— DOCUMENT SEGMENT —
CKQB-FM
- Ottawa, Ontario; Canada;
- Broadcast area: National Capital Region, Eastern Ontario, Western Quebec
- Frequency: 106.9 MHz
- Branding: Jump! 106.9

Programming
- Language: English
- Format: Contemporary hit radio

Ownership
- Owner: Corus Entertainment; (8324433 Canada Inc.);
- Sister stations: CJOT-FM

History
- First air date: August 31, 1982
- Former call signs: CJSB (1982–1994)
- Former frequencies: 540 kHz (1982–1994)

Technical information
- Licensing authority: CRTC
- Class: C1
- ERP: 84,000 watts
- HAAT: 323 metres (1,060 ft)
- Repeater: CKQB-FM-1 99.9 Pembroke

Links
- Webcast: player.jumpradio.ca
- Website: jumpradio.ca

= CKQB-FM =

Contemporary hit radio station in Ottawa

CKQB-FM (106.9 FM, Jump! 106.9) is a radio station licensed to Ottawa, Ontario, Canada. Owned by Corus Entertainment, it broadcasts a contemporary hit radio format. CKQB's studios are located at 1504 Merivale Road in Nepean along with sister station CJOT-FM, while its transmitter is located in Camp Fortune, Quebec.

==History==
The station was launched on August 31, 1982, by Standard Broadcasting at 540 AM, with the call sign CJSB and a power of 50,000 watts (daytime) and 10,000 watts (nighttime). The station was initially a mixture of MOR music and talk programming, then became an adult standards/easy listening (Music of Your Life) station, and in January 1987, evolved into a soft adult contemporary format with the brand name 54 Lite Rock. The station also aired Top 40 music.

In 1988, the station adopted a mainstream rock format and the brand name 54 Rock. In June 1989, the station's nighttime power was increased from 10,000 watts to 12,500 watts in an effort to extend their coverage area in the west-end of Ottawa. Through all the changes, the station continued to lose money.

In 1993, after 11 years without a profit on AM, the station applied to move to the FM band using the available 106.9 frequency that had been occupied by CKO from 1977 to 1989. This was the first time the CRTC had allowed a commercial station in a major market to switch from AM to FM.

The AM station signed off the air at 9 am on August 31, 1994, and the FM station signed on at 6 pm on September 1, with the new brand name 106.9 FM The Bear and changed its call sign to CKQB-FM. Darren Stevens became the first personality to be heard on the new station during a live broadcast from Minglewoods bar in the Byward Market.

In 2004, CKQB was given approval by the Canadian Radio-television and Telecommunications Commission to operate an FM transmitter at Pembroke on 99.7 MHz, to rebroadcast the programming of CKQB's main station in Ottawa and provide better service to CKQB's listeners in Pembroke and in the surrounding west Ottawa Valley area.

The station's music director, Kath Thompson, won the Canadian Music Industry Award for music director of the Year (Major Market) in 2007. On October 29, 2007, Astral Media took control of CKQB as a result of its takeover of Standard Broadcasting.

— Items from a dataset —
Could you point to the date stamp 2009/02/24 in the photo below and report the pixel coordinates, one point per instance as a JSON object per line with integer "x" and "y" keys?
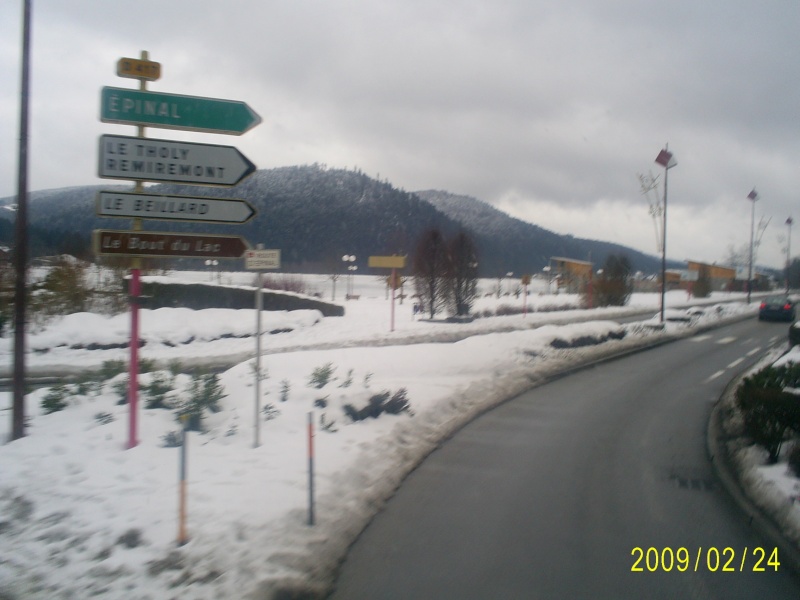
{"x": 711, "y": 559}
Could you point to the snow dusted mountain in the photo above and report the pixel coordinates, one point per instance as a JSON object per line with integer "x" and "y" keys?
{"x": 315, "y": 215}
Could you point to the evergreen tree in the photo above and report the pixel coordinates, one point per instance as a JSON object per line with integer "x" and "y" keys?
{"x": 430, "y": 271}
{"x": 462, "y": 276}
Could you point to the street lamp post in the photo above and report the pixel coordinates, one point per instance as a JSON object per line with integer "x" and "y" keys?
{"x": 666, "y": 160}
{"x": 789, "y": 222}
{"x": 753, "y": 197}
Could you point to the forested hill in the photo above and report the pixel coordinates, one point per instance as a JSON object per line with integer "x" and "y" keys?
{"x": 315, "y": 215}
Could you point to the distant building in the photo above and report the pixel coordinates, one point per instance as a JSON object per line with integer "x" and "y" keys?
{"x": 720, "y": 278}
{"x": 572, "y": 276}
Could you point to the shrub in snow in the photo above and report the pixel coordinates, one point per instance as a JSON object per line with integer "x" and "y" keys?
{"x": 147, "y": 365}
{"x": 321, "y": 376}
{"x": 131, "y": 538}
{"x": 285, "y": 389}
{"x": 270, "y": 412}
{"x": 120, "y": 388}
{"x": 769, "y": 413}
{"x": 794, "y": 458}
{"x": 104, "y": 418}
{"x": 175, "y": 367}
{"x": 398, "y": 403}
{"x": 348, "y": 380}
{"x": 160, "y": 385}
{"x": 172, "y": 439}
{"x": 263, "y": 373}
{"x": 205, "y": 393}
{"x": 55, "y": 400}
{"x": 112, "y": 368}
{"x": 384, "y": 402}
{"x": 326, "y": 425}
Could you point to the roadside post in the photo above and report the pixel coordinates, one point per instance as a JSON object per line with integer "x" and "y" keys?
{"x": 311, "y": 468}
{"x": 259, "y": 260}
{"x": 183, "y": 536}
{"x": 393, "y": 262}
{"x": 141, "y": 159}
{"x": 526, "y": 281}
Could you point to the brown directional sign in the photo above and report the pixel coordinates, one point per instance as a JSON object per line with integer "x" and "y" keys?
{"x": 170, "y": 245}
{"x": 135, "y": 68}
{"x": 387, "y": 262}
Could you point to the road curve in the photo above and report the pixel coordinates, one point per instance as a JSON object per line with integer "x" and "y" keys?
{"x": 550, "y": 494}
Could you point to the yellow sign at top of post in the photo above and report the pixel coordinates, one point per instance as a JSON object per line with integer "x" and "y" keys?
{"x": 135, "y": 68}
{"x": 387, "y": 262}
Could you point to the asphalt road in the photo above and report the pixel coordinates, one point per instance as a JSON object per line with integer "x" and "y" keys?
{"x": 549, "y": 495}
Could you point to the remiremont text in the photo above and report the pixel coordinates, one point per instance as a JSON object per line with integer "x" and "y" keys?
{"x": 152, "y": 158}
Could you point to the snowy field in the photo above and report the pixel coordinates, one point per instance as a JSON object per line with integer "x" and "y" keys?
{"x": 82, "y": 516}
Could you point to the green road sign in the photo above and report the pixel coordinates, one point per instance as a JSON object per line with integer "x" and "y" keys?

— ACTIONS TO TAKE —
1) In the radio station article, what frequency did CKQB-FM take over when it moved from AM to FM, and which station had used it before?
2) Write the next part of the CKQB-FM radio station article, picking up after its last sentence.

— TASK-BY-TASK ANSWERS —
1) It took the 106.9 frequency, which CKO had used from 1977 to 1989.

2)
On December 4, 2008, Astral Media announced that CKQB, along with sister stations CJFM-FM in Montreal and CKZZ-FM in Vancouver, would be rebranded as a Virgin Radio station in January 2009. This was in addition to an existing "Virgin" station, CKFM-FM in Toronto. CKQB featured a "re-energized" rock format, as opposed to a hot adult contemporary format at the other "Virgin" stations in Canada. The Toronto "Virgin" flipped to contemporary hit radio the following year.

The rebranding was completed at 4 pm on January 9. The first song after the relaunch was "London Calling" by The Clash. The station subsequently faced criticism for its inaugural promotional campaign, which featured images of pregnant young women accompanied by the slogan "Lock up your daughters, the gods of rock are now in Ottawa." The station dropped the advertisements after a number of listeners filed complaints.

On August 26, Astral applied to change Pembroke's repeater frequency (CKQB-FM-1) to 99.9 MHz to mitigate interference due to the approval of Astral's new FM station in Ottawa at 99.7 MHz. The move to 99.9 received CRTC approval on October 14, 2009.

CKQB's studios are located at the broadcasting complex shared by its former sister station CJOH-TV, on Merivale Road in Nepean. On February 7, 2010, CJOH-TV's studios were gutted by a four-alarm fire in the pre-dawn hours; CKQB-FM's studios, located in a separate building, were not affected.

In 2010, following the reformatting of francophone station CFTX-FM as a mainstream rock station, CKQB switched to an active rock format. On February 4, 2011, the station dropped the "Virgin" branding, returning to its former "Bear" identity.

On January 28, 2014, the CRTC approved Corus's acquisition of CKQB and sister station CJOT-FM. The acquisition was closed on January 31.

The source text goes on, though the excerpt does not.